=== EXERCISE INPUTS ===

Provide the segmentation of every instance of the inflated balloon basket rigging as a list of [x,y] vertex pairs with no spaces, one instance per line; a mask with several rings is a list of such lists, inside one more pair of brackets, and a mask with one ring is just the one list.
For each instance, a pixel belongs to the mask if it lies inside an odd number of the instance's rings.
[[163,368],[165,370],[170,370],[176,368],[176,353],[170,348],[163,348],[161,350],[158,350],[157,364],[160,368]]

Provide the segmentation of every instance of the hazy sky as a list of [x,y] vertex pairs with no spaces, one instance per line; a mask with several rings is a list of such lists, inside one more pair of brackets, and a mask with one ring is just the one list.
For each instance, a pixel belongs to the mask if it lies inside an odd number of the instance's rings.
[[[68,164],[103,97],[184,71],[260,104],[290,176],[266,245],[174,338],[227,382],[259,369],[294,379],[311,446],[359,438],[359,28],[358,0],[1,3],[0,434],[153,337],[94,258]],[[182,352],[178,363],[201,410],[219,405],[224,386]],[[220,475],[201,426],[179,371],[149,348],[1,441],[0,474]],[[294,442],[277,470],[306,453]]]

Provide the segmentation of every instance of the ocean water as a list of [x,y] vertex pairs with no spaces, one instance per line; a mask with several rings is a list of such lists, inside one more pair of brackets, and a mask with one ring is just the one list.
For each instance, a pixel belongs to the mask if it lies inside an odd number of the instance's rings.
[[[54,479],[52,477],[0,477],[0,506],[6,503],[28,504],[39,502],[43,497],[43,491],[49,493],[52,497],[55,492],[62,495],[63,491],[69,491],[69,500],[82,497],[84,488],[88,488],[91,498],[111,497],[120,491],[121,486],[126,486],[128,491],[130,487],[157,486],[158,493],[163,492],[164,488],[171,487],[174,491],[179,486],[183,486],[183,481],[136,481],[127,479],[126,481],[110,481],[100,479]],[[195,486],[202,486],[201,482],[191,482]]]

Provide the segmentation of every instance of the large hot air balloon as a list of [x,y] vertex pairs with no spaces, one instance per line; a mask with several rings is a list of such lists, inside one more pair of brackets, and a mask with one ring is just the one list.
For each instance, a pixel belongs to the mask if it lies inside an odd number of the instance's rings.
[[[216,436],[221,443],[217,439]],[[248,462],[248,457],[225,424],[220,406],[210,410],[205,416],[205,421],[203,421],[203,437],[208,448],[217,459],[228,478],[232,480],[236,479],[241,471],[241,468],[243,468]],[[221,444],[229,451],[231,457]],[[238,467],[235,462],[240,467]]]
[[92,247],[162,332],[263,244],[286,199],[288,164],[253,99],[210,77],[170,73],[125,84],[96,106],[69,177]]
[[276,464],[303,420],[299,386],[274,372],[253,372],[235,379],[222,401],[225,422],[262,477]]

===

WHAT IS BEING ASKED: Copy all of the material above word for word, keeping every line in order.

RESPONSE:
Provide the segmentation of every instance of the inflated balloon basket rigging as a list of [x,y] vertex pairs with no spaces, one instance per line; a mask with several rings is a list of such lists, inside one more pair of brackets, and a mask with one ring is just the one list.
For each instance, a pixel belongs to the mask if it lies inside an odd number of the instance's rings.
[[163,368],[165,370],[170,370],[176,368],[176,353],[170,348],[163,348],[161,350],[158,350],[157,364],[160,368]]

Provide the segmentation of every instance of the hazy sky as a list of [x,y] vertex pairs with no spaces, one instance per line; a mask with several rings is a list of such lists, inside one more pair of brackets, and a mask with one ring is just the one list.
For each instance, a pixel belongs to the mask if it lies inside an odd number of the instance's rings.
[[[68,164],[103,97],[184,71],[260,104],[290,176],[266,245],[174,338],[227,382],[259,369],[294,379],[311,446],[359,438],[359,28],[358,0],[1,3],[0,434],[153,337],[94,258]],[[182,352],[178,363],[201,410],[219,405],[224,386]],[[220,475],[201,426],[179,371],[149,348],[1,441],[0,474]],[[294,442],[277,470],[306,453]]]

Provide the segmentation of every instance of the ocean water as a list of [x,y] vertex pairs with no spaces, one instance per line; a mask with several rings is a list of such lists, inside one more pair of brackets, and a mask with one ring is just the one list.
For each instance, a pixel belongs to the mask if it lies inside an odd number of the instance's rings.
[[[54,479],[52,477],[0,477],[0,506],[6,503],[28,504],[39,502],[43,497],[43,491],[49,493],[52,497],[55,492],[62,495],[63,491],[69,491],[69,500],[82,497],[84,488],[88,488],[91,498],[111,497],[120,491],[121,486],[126,486],[128,491],[130,487],[157,486],[158,493],[163,492],[164,488],[171,487],[174,491],[179,486],[183,486],[183,481],[136,481],[127,479],[126,481],[110,481],[100,479]],[[195,486],[202,486],[201,482],[191,482]]]

Provide the segmentation of every instance of the large hot air balloon as a list of [x,y] vertex pairs with no spaces, one instance per line; a mask with several rings is a list of such lists, inside one more pair of brackets, and a mask with one ring is just the one list.
For each instance, a pixel belongs to the mask if it lies inside an odd number of the instance's rings.
[[[216,436],[221,443],[217,439]],[[248,462],[248,457],[225,424],[220,406],[210,410],[205,416],[205,421],[203,421],[203,437],[208,448],[217,459],[228,478],[232,480],[236,479],[241,471],[241,468],[243,468]],[[221,444],[229,451],[231,457]],[[238,467],[235,462],[240,467]]]
[[92,247],[162,332],[263,244],[286,199],[288,164],[253,99],[210,77],[170,73],[125,84],[96,106],[69,177]]
[[276,464],[303,420],[299,386],[274,372],[253,372],[235,379],[222,401],[225,422],[262,477]]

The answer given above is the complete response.